Transcreva do texto de estudo o trecho que começa com as palavras que contêm "Como cachorros salvaram" e termina em "rápido mamífero terrestre.".

● Texto de estudo:
━━━━━━━━━━━━━━━━
Como cachorros salvaram as vidas de todos os moradores de uma cidade americana
No ditado popular, cães são nossos melhores amigos. Mas há ocasiões em que também são nossos salvadores.
Em 1925, a pequena cidade de Nome, no Estado americano do Alasca, estava sendo assolada por uma epidemia de difteria. Para proteger os habitantes, 20 times de cães puxadores de trenós transportaram soro por mais de 1 mil km de gelo e neve, em apenas seis dias, enfrentando um dos mais brutais invernos em muitos anos.
Dos cães que participaram da Corrida do Soro de Nome, os mais celebrados foram dois huskies siberianos chamados Balto e Togo.
Hoje, cães dessa raça competem em corridas de trenó e volta e meia superam alguns dos mais rápidos atletas humanos. Em distâncias superiores a 16 km, eles são o mais rápido mamífero terrestre.
Mas como os cães salvaram Nome?
Huskies foram introduzidos na região por um comerciante de peles chamado William Goosak durante a Corrida do Ouro na região do Yukon no início do século 20. Ele havia notado o potencial dos animais, usados pela tribo Chukchi, da Sibéria.
Por milhares de anos, os Chuckchi empregaram huskies para transporte ao longo da tundra ártica. Cruzamentos seletivos criaram o cão puxador de trenó ideal, perfeito para as condições gélidas e uma vida de trabalho pesado.
Em 1909, Goosak inscreveu seus cães na Grande Corrida do Alasca, um percurso circular de 657 km entre Nome e Candle que vinha sendo dominado pelos malamutes, uma raça local.
Os "ratos siberianos" de Goosak, como os cães foram apelidados, tinham metade do tamanho dos malamutes, mas terminaram a corrida em terceiro.
Os malamutes eram mais fortes, mas os huskies eram mais rápidos. E suas habilidades estão baseadas em uma combinação de tamanho e forma.
━━━━━━━━━━━━━━━━
● Material fornecido:

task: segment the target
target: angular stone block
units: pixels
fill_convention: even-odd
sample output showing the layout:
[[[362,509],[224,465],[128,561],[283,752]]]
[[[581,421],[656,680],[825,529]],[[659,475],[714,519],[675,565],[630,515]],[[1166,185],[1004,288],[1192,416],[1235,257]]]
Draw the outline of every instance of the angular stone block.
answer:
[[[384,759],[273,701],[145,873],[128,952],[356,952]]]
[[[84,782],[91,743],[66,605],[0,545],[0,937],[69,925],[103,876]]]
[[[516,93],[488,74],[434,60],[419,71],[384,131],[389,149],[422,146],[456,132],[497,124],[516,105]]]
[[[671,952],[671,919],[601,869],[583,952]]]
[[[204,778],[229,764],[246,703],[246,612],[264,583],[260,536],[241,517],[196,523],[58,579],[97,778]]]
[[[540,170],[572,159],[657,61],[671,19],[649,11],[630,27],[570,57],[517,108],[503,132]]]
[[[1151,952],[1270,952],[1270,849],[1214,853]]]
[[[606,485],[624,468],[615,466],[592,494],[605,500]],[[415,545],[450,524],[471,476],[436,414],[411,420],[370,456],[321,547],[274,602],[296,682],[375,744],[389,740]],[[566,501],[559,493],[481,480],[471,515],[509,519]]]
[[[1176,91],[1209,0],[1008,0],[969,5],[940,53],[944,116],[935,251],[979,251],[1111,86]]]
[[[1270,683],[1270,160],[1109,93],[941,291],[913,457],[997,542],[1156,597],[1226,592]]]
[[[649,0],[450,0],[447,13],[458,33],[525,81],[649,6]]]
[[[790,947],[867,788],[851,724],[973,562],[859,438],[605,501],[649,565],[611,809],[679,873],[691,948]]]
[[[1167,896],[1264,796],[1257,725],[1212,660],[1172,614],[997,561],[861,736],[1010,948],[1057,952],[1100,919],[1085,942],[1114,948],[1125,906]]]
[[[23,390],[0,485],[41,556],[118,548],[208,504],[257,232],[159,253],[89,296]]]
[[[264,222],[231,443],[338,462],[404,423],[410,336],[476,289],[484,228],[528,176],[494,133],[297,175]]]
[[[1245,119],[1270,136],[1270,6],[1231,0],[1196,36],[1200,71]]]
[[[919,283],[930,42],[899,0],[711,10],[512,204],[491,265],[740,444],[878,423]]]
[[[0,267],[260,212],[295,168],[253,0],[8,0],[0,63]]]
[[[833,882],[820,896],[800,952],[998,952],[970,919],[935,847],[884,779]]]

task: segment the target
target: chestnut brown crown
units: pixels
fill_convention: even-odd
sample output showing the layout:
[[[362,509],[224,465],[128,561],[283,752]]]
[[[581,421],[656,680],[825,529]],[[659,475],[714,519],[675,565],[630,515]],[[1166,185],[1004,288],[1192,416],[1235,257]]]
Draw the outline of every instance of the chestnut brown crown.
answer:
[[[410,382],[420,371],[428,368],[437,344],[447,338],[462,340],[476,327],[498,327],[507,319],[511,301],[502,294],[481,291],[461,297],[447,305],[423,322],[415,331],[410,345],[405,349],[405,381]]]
━━━━━━━━━━━━━━━━
● Sua resposta:
Como cachorros salvaram as vidas de todos os moradores de uma cidade americana
No ditado popular, cães são nossos melhores amigos. Mas há ocasiões em que também são nossos salvadores.
Em 1925, a pequena cidade de Nome, no Estado americano do Alasca, estava sendo assolada por uma epidemia de difteria. Para proteger os habitantes, 20 times de cães puxadores de trenós transportaram soro por mais de 1 mil km de gelo e neve, em apenas seis dias, enfrentando um dos mais brutais invernos em muitos anos.
Dos cães que participaram da Corrida do Soro de Nome, os mais celebrados foram dois huskies siberianos chamados Balto e Togo.
Hoje, cães dessa raça competem em corridas de trenó e volta e meia superam alguns dos mais rápidos atletas humanos. Em distâncias superiores a 16 km, eles são o mais rápido mamífero terrestre.